_PROMPT_. All records that follow are to be output exactly.

_DATA SHOWN_.
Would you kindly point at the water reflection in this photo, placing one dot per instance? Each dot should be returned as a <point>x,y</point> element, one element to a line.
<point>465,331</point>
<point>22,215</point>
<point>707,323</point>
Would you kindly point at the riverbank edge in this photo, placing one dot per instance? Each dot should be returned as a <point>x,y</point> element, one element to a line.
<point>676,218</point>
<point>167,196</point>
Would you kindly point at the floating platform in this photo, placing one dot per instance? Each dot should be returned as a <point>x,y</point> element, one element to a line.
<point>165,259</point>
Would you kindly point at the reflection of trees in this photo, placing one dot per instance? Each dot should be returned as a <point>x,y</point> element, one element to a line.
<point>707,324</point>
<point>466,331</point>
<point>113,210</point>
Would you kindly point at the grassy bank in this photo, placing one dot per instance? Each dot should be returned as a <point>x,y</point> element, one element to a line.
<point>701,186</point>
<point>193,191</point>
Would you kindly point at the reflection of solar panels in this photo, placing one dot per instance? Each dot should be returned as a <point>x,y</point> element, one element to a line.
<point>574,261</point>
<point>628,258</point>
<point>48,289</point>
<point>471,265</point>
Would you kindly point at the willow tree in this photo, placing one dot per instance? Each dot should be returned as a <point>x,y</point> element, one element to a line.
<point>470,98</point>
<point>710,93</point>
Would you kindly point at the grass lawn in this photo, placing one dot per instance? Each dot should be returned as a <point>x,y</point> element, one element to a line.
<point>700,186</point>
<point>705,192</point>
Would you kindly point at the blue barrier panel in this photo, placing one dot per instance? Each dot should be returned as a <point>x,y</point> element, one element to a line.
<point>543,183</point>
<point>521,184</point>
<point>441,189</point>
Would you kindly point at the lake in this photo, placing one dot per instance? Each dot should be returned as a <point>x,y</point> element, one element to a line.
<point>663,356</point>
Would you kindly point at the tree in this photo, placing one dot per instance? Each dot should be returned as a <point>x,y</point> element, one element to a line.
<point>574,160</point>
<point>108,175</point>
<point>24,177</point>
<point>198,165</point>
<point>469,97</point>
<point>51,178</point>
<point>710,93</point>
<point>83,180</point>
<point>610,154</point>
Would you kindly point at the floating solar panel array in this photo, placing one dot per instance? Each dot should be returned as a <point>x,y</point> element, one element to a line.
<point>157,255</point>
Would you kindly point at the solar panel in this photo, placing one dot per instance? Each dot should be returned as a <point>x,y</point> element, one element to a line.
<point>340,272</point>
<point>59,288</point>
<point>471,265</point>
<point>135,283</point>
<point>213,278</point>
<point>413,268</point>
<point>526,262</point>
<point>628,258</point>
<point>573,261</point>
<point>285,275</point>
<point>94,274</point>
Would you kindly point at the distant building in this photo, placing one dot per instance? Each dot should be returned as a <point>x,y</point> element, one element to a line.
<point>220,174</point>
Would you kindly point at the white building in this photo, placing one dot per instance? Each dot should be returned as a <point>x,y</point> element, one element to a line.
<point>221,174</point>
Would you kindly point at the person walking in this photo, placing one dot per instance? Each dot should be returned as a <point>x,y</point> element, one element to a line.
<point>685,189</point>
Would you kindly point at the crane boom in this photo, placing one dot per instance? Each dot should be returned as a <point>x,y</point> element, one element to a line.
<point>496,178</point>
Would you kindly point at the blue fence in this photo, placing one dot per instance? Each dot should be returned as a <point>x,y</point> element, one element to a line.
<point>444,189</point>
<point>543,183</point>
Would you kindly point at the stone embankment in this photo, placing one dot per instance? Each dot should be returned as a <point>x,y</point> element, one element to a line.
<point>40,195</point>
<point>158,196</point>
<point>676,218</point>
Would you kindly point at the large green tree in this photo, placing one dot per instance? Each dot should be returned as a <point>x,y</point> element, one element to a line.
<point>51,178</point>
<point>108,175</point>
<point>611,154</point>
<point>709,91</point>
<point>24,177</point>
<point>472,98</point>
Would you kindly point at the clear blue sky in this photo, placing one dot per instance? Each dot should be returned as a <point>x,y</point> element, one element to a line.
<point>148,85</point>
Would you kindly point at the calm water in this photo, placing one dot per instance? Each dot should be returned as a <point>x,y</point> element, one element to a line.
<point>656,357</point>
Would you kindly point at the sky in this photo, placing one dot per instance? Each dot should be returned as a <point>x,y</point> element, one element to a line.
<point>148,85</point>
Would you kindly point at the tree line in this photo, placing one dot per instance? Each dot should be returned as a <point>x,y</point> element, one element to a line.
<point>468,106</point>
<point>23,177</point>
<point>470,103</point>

_OUTPUT OF THE TASK_.
Would you kindly point at the water reflection in this photo, placing one dot per instance? Each dot should be returned as a <point>x,y</point> element, one element to a line.
<point>465,331</point>
<point>22,215</point>
<point>707,323</point>
Would you kindly point at the riverbank edge in this photo, placing one dot per instance? Each dot should be returned as a <point>x,y</point> element, one element to a line.
<point>676,218</point>
<point>167,196</point>
Would you kindly point at the floating platform in this photo, placing one dot per instance? Each dot should be returned as a <point>x,y</point> element, one element to a line.
<point>165,259</point>
Would you kindly point at the reflection of trees in this photo, placing one dot per instance? Each dot should be returned as a <point>x,y</point> element, one element to a line.
<point>707,324</point>
<point>466,331</point>
<point>113,210</point>
Would you kindly point at the grassy bank in this photo, placing one dot per instance? Each dot should be returned as a <point>x,y</point> element, one element to a line.
<point>701,186</point>
<point>193,191</point>
Would you kindly point at the reflection of solar panels in this photo, placing one dot per instance? Each dot should be returned as a <point>x,y</point> element, one element to a line.
<point>574,261</point>
<point>628,258</point>
<point>48,289</point>
<point>471,265</point>
Would you kindly point at the willow tree in this photo, placing one dot per instance? Each dot should be returned as a <point>x,y</point> element, one element to a line.
<point>470,98</point>
<point>710,93</point>
Would you kindly point at the grass lawn in this photo, placing one dot per instance? Each dot should be returned as a <point>x,y</point> element, one element to a line.
<point>700,186</point>
<point>705,192</point>
Would you kindly point at the blue barrier panel in this photo, placing one dot per instance? Each dot should be returned as a <point>x,y</point> element, one element to a line.
<point>543,183</point>
<point>521,184</point>
<point>441,189</point>
Would you kindly point at the lake in this photo, placing one dot per instance? Each dot should be returned as a <point>x,y</point> element, one element to a line.
<point>663,356</point>
Would you kindly point at the tree in this photo, placing one dot per instance? Each dot should be returned as a <point>x,y</point> element, one element to a line.
<point>574,160</point>
<point>108,175</point>
<point>24,177</point>
<point>198,165</point>
<point>469,97</point>
<point>51,178</point>
<point>710,93</point>
<point>83,180</point>
<point>610,154</point>
Would you kindly point at the floating solar panel array in this photo, placing one dot per instance? Each dot should be returned as a <point>x,y</point> element, one element to a line.
<point>157,255</point>
Would you kindly point at the solar panel in this photo, placing one dot per instance? Each dot should be returned as a <point>x,y</point> element, one element to a line.
<point>340,272</point>
<point>59,288</point>
<point>471,265</point>
<point>135,283</point>
<point>213,278</point>
<point>413,268</point>
<point>526,262</point>
<point>628,258</point>
<point>573,261</point>
<point>285,275</point>
<point>94,274</point>
Would you kindly point at the distant building in this photo, placing one dot per instance? Each dot should be returned as a <point>x,y</point> element, one element to a line.
<point>220,174</point>
Would you kindly point at the white building in this photo, placing one dot per instance? Each dot should be returned as a <point>x,y</point> element, one element to a line.
<point>221,174</point>
Would you kindly point at the person walking in this photo, placing one dot per instance? Each dot should be returned as a <point>x,y</point> element, one element to a line.
<point>685,189</point>
Would you kindly point at the crane boom in this photo, placing one dot per instance? Each dot should be returned as a <point>x,y</point> element, one element to a line.
<point>496,178</point>
Would you kindly point at the blue fence in this photo, placing one dot per instance? Each dot should be returned as a <point>x,y</point> element, one element to a line.
<point>444,189</point>
<point>543,183</point>
Would you kindly point at the stone embankment in this photo, placing one dot per instance? Each dot should be returned as a <point>x,y</point> element, one element to a line.
<point>40,195</point>
<point>158,196</point>
<point>676,218</point>
Would you kindly point at the large green tree in this photo, placing one dot per instance? Each dot should be returned as a <point>x,y</point> element, one element to a line.
<point>51,178</point>
<point>108,175</point>
<point>611,154</point>
<point>709,91</point>
<point>24,177</point>
<point>472,98</point>
Would you kindly point at the clear blue sky in this photo, placing one dot per instance? Each dot should be returned as a <point>x,y</point> element, one element to a line.
<point>148,85</point>
Would you kindly point at the calm water in this photo, placing one dot per instance? Each dot should be returned as a <point>x,y</point> element, one element to a line.
<point>656,357</point>
Would you kindly point at the sky in this photo, placing one dot per instance? Each dot should be returned as a <point>x,y</point> element, one element to a line.
<point>148,85</point>
Would you kindly point at the tree line in this photo, placing one dot per instance? Each dot should be returned as a <point>x,y</point> element, one element to a line.
<point>468,106</point>
<point>23,177</point>
<point>470,103</point>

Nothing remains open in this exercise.